* Your task
Set down the data below word for word, and leave the images aside.

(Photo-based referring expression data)
╭──

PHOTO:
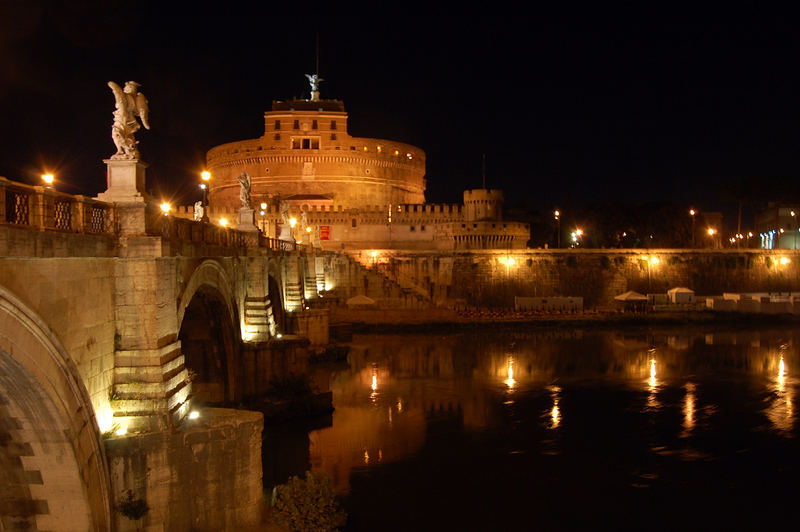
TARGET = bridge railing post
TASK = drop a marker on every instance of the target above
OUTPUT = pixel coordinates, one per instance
(3, 188)
(38, 209)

╰──

* Task result
PHOTO:
TARGET = bridge railing post
TASK = drop a marker on every instance of the target above
OUTPUT = pixel coordinates, one per instance
(3, 188)
(38, 209)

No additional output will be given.